** START Records shown **

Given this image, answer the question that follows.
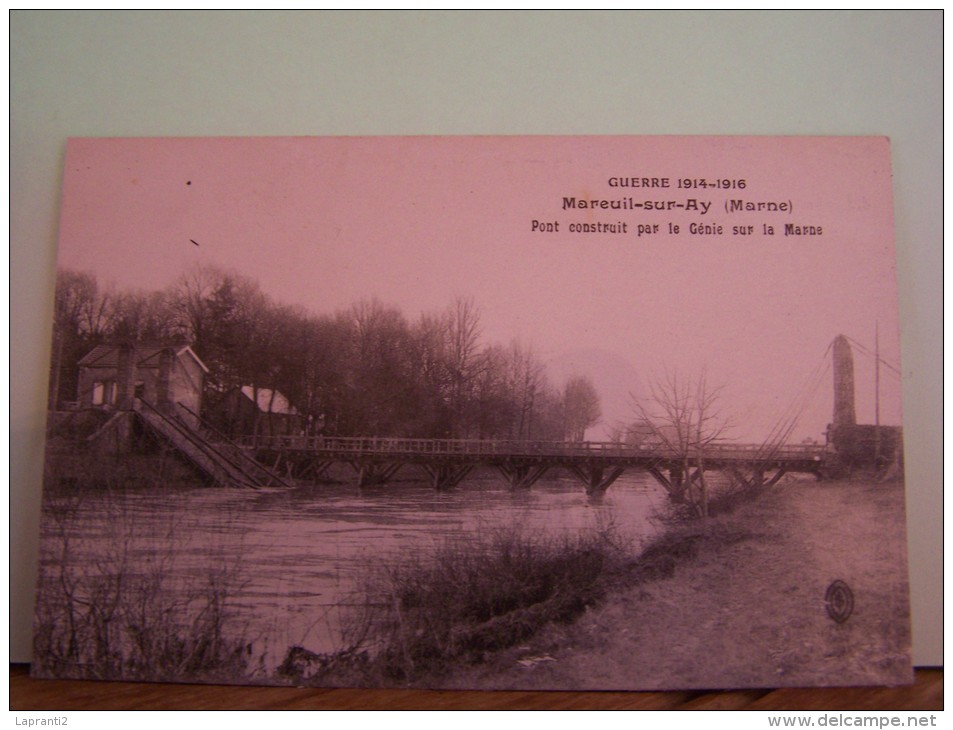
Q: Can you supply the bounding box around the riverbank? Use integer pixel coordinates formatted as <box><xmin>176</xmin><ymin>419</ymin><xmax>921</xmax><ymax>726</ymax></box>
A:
<box><xmin>438</xmin><ymin>474</ymin><xmax>912</xmax><ymax>690</ymax></box>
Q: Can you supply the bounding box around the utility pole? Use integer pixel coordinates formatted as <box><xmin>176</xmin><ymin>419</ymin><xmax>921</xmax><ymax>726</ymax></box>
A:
<box><xmin>874</xmin><ymin>321</ymin><xmax>881</xmax><ymax>469</ymax></box>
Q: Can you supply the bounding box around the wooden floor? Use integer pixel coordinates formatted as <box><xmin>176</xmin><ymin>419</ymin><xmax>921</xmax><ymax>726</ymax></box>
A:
<box><xmin>10</xmin><ymin>664</ymin><xmax>943</xmax><ymax>712</ymax></box>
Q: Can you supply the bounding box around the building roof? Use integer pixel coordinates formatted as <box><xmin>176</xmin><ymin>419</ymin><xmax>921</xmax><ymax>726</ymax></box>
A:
<box><xmin>79</xmin><ymin>343</ymin><xmax>208</xmax><ymax>373</ymax></box>
<box><xmin>242</xmin><ymin>385</ymin><xmax>298</xmax><ymax>416</ymax></box>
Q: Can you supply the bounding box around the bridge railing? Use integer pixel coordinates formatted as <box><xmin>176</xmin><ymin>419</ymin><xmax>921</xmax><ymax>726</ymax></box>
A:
<box><xmin>236</xmin><ymin>436</ymin><xmax>827</xmax><ymax>461</ymax></box>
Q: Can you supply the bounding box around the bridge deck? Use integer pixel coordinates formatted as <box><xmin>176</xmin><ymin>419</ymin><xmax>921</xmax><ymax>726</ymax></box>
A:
<box><xmin>243</xmin><ymin>436</ymin><xmax>830</xmax><ymax>468</ymax></box>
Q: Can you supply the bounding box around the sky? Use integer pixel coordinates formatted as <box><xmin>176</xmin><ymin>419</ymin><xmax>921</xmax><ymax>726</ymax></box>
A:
<box><xmin>59</xmin><ymin>137</ymin><xmax>901</xmax><ymax>442</ymax></box>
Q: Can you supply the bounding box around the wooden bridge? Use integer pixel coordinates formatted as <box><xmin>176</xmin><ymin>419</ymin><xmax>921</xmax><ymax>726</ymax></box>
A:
<box><xmin>242</xmin><ymin>436</ymin><xmax>831</xmax><ymax>494</ymax></box>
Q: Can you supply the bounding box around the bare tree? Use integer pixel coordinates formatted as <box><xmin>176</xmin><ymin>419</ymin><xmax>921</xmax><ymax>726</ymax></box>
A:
<box><xmin>634</xmin><ymin>371</ymin><xmax>730</xmax><ymax>517</ymax></box>
<box><xmin>562</xmin><ymin>375</ymin><xmax>602</xmax><ymax>441</ymax></box>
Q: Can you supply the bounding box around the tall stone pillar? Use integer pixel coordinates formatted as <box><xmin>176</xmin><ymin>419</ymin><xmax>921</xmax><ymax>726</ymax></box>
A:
<box><xmin>834</xmin><ymin>335</ymin><xmax>857</xmax><ymax>428</ymax></box>
<box><xmin>156</xmin><ymin>347</ymin><xmax>173</xmax><ymax>413</ymax></box>
<box><xmin>116</xmin><ymin>342</ymin><xmax>136</xmax><ymax>411</ymax></box>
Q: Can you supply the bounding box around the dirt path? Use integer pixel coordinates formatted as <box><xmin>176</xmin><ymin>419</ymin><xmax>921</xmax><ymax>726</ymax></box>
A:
<box><xmin>452</xmin><ymin>481</ymin><xmax>912</xmax><ymax>689</ymax></box>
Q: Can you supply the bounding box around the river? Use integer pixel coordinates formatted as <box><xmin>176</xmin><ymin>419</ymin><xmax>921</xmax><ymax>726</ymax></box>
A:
<box><xmin>35</xmin><ymin>469</ymin><xmax>663</xmax><ymax>670</ymax></box>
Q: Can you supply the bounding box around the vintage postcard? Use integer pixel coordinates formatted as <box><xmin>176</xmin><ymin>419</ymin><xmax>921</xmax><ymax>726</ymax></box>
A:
<box><xmin>33</xmin><ymin>137</ymin><xmax>912</xmax><ymax>690</ymax></box>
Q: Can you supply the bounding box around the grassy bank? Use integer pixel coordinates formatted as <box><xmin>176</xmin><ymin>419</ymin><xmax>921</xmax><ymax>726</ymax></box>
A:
<box><xmin>441</xmin><ymin>474</ymin><xmax>911</xmax><ymax>689</ymax></box>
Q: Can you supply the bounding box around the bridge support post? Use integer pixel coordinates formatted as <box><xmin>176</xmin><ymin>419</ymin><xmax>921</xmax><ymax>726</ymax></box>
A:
<box><xmin>568</xmin><ymin>463</ymin><xmax>625</xmax><ymax>496</ymax></box>
<box><xmin>646</xmin><ymin>466</ymin><xmax>688</xmax><ymax>504</ymax></box>
<box><xmin>496</xmin><ymin>464</ymin><xmax>549</xmax><ymax>489</ymax></box>
<box><xmin>422</xmin><ymin>464</ymin><xmax>475</xmax><ymax>492</ymax></box>
<box><xmin>349</xmin><ymin>461</ymin><xmax>403</xmax><ymax>487</ymax></box>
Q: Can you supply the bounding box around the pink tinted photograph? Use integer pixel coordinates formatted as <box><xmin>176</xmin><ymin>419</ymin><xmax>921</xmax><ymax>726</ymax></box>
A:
<box><xmin>32</xmin><ymin>136</ymin><xmax>912</xmax><ymax>690</ymax></box>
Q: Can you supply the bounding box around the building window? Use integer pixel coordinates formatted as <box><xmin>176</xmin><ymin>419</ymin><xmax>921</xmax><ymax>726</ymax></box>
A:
<box><xmin>93</xmin><ymin>380</ymin><xmax>116</xmax><ymax>406</ymax></box>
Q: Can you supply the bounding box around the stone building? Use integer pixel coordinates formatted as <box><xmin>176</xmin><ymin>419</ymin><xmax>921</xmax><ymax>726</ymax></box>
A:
<box><xmin>78</xmin><ymin>343</ymin><xmax>208</xmax><ymax>425</ymax></box>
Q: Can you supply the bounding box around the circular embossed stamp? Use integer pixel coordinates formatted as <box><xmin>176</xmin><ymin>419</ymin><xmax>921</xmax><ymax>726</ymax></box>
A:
<box><xmin>824</xmin><ymin>580</ymin><xmax>854</xmax><ymax>624</ymax></box>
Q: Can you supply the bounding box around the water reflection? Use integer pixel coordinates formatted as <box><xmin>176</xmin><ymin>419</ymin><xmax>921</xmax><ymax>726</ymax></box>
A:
<box><xmin>44</xmin><ymin>472</ymin><xmax>661</xmax><ymax>668</ymax></box>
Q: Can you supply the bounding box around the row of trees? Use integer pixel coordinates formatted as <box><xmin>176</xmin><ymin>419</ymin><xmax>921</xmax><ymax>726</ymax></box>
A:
<box><xmin>50</xmin><ymin>267</ymin><xmax>600</xmax><ymax>440</ymax></box>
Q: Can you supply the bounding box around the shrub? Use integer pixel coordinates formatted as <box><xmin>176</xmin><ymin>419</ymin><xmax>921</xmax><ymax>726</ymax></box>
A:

** END Records shown **

**Aim of the exercise**
Go through the listing above and write it all out exactly, leaving out any picture.

**Answer below**
Given this image, answer the question that follows.
Q: Can you supply the bounding box around the riverbank? Use integer pixel coordinates formatted as <box><xmin>176</xmin><ymin>419</ymin><xmax>921</xmax><ymax>726</ymax></box>
A:
<box><xmin>438</xmin><ymin>474</ymin><xmax>912</xmax><ymax>690</ymax></box>
Q: Can you supply the bounding box around the utility pole? Use integer pixel coordinates formatted as <box><xmin>176</xmin><ymin>419</ymin><xmax>921</xmax><ymax>726</ymax></box>
A:
<box><xmin>874</xmin><ymin>321</ymin><xmax>881</xmax><ymax>469</ymax></box>
Q: Can you supply the bounding box around the wooden floor? Use integer pixel coordinates formatted as <box><xmin>176</xmin><ymin>419</ymin><xmax>921</xmax><ymax>726</ymax></box>
A:
<box><xmin>10</xmin><ymin>664</ymin><xmax>943</xmax><ymax>712</ymax></box>
Q: Can you supply the bounding box around the building roof? Use integer pixel coordinates formatted as <box><xmin>176</xmin><ymin>419</ymin><xmax>921</xmax><ymax>726</ymax></box>
A:
<box><xmin>79</xmin><ymin>343</ymin><xmax>208</xmax><ymax>373</ymax></box>
<box><xmin>242</xmin><ymin>385</ymin><xmax>298</xmax><ymax>416</ymax></box>
Q: Can you supply the bounding box around the bridge railing? Use integer pixel coordinates formatted as <box><xmin>176</xmin><ymin>419</ymin><xmax>921</xmax><ymax>726</ymax></box>
A:
<box><xmin>236</xmin><ymin>436</ymin><xmax>827</xmax><ymax>461</ymax></box>
Q: Can you supply the bounding box around the bridge deck? Use integer pixel coordinates formatted as <box><xmin>176</xmin><ymin>419</ymin><xmax>921</xmax><ymax>726</ymax></box>
A:
<box><xmin>243</xmin><ymin>436</ymin><xmax>830</xmax><ymax>468</ymax></box>
Q: Can you supply the bounding box around the sky? Use integer pixel coordinates formatted as <box><xmin>176</xmin><ymin>419</ymin><xmax>921</xmax><ymax>726</ymax></box>
A:
<box><xmin>59</xmin><ymin>137</ymin><xmax>901</xmax><ymax>442</ymax></box>
Q: Can you supply the bounding box around the wooden bridge? Use integer pixel coordinates formatted as <box><xmin>176</xmin><ymin>419</ymin><xmax>921</xmax><ymax>726</ymax></box>
A:
<box><xmin>242</xmin><ymin>436</ymin><xmax>831</xmax><ymax>494</ymax></box>
Q: Can you supply the bounding box around the bare tree? Use integer pixel coordinates formatted as <box><xmin>176</xmin><ymin>419</ymin><xmax>921</xmax><ymax>726</ymax></box>
A:
<box><xmin>634</xmin><ymin>371</ymin><xmax>730</xmax><ymax>517</ymax></box>
<box><xmin>562</xmin><ymin>375</ymin><xmax>602</xmax><ymax>441</ymax></box>
Q: Can you supply the bounding box around the tall stone pillar? Use integer pixel coordinates formatted as <box><xmin>176</xmin><ymin>419</ymin><xmax>921</xmax><ymax>726</ymax></box>
A:
<box><xmin>834</xmin><ymin>335</ymin><xmax>857</xmax><ymax>428</ymax></box>
<box><xmin>156</xmin><ymin>347</ymin><xmax>173</xmax><ymax>413</ymax></box>
<box><xmin>116</xmin><ymin>342</ymin><xmax>136</xmax><ymax>411</ymax></box>
Q: Can you supply the bounding box around the dirt path? Use integer pixel coordinates formatted as <box><xmin>176</xmin><ymin>419</ymin><xmax>921</xmax><ymax>726</ymax></box>
A:
<box><xmin>452</xmin><ymin>481</ymin><xmax>912</xmax><ymax>689</ymax></box>
Q: Can you supply the bounding box around the river? Use integer pixel coordinates formatted as <box><xmin>176</xmin><ymin>419</ymin><xmax>921</xmax><ymax>726</ymax></box>
A:
<box><xmin>35</xmin><ymin>469</ymin><xmax>663</xmax><ymax>670</ymax></box>
Q: Can you supply the bounding box around the vintage postcard? Use integer pixel coordinates formatted as <box><xmin>176</xmin><ymin>419</ymin><xmax>921</xmax><ymax>726</ymax></box>
A:
<box><xmin>33</xmin><ymin>137</ymin><xmax>912</xmax><ymax>690</ymax></box>
Q: Can you supply the bounding box around the grassy bank? Use integer pixel coordinates formatted as <box><xmin>176</xmin><ymin>419</ymin><xmax>921</xmax><ymax>726</ymax></box>
A:
<box><xmin>441</xmin><ymin>474</ymin><xmax>911</xmax><ymax>689</ymax></box>
Q: Can you supply the bounding box around the bridge support post? Use integer pixel coordinates formatted as <box><xmin>176</xmin><ymin>419</ymin><xmax>921</xmax><ymax>726</ymax></box>
A:
<box><xmin>568</xmin><ymin>463</ymin><xmax>625</xmax><ymax>496</ymax></box>
<box><xmin>646</xmin><ymin>466</ymin><xmax>688</xmax><ymax>504</ymax></box>
<box><xmin>496</xmin><ymin>464</ymin><xmax>549</xmax><ymax>489</ymax></box>
<box><xmin>422</xmin><ymin>464</ymin><xmax>475</xmax><ymax>492</ymax></box>
<box><xmin>349</xmin><ymin>461</ymin><xmax>403</xmax><ymax>487</ymax></box>
Q: Can you supply the bounding box around the pink tinted photograph? Use integer pixel coordinates formatted as <box><xmin>176</xmin><ymin>419</ymin><xmax>921</xmax><ymax>726</ymax></box>
A:
<box><xmin>32</xmin><ymin>136</ymin><xmax>912</xmax><ymax>690</ymax></box>
Q: Can you supply the bounding box around the building window? Use integer pixel coordinates formatted as <box><xmin>176</xmin><ymin>419</ymin><xmax>921</xmax><ymax>726</ymax></box>
A:
<box><xmin>93</xmin><ymin>380</ymin><xmax>116</xmax><ymax>406</ymax></box>
Q: Can you supply the bounding box around the stone building? Use integer pixel coordinates formatted as <box><xmin>176</xmin><ymin>419</ymin><xmax>921</xmax><ymax>726</ymax></box>
A:
<box><xmin>78</xmin><ymin>343</ymin><xmax>208</xmax><ymax>425</ymax></box>
Q: Can you supply the bounding box around the circular embossed stamp? Use integer pixel coordinates formatted as <box><xmin>176</xmin><ymin>419</ymin><xmax>921</xmax><ymax>726</ymax></box>
A:
<box><xmin>824</xmin><ymin>580</ymin><xmax>854</xmax><ymax>624</ymax></box>
Q: Can you supply the bounding box around the water reflection? Use integer pixel coordinates formatted as <box><xmin>176</xmin><ymin>419</ymin><xmax>921</xmax><ymax>726</ymax></box>
A:
<box><xmin>44</xmin><ymin>472</ymin><xmax>661</xmax><ymax>668</ymax></box>
Q: Can you supply the bounding box around the row of trees? Use integer pixel coordinates formatted as <box><xmin>176</xmin><ymin>419</ymin><xmax>921</xmax><ymax>726</ymax></box>
A:
<box><xmin>50</xmin><ymin>267</ymin><xmax>600</xmax><ymax>440</ymax></box>
Q: Can you supply the bounding box around the shrub? Use integer pixel coordinates formatted as <box><xmin>176</xmin><ymin>419</ymin><xmax>921</xmax><ymax>726</ymax></box>
A:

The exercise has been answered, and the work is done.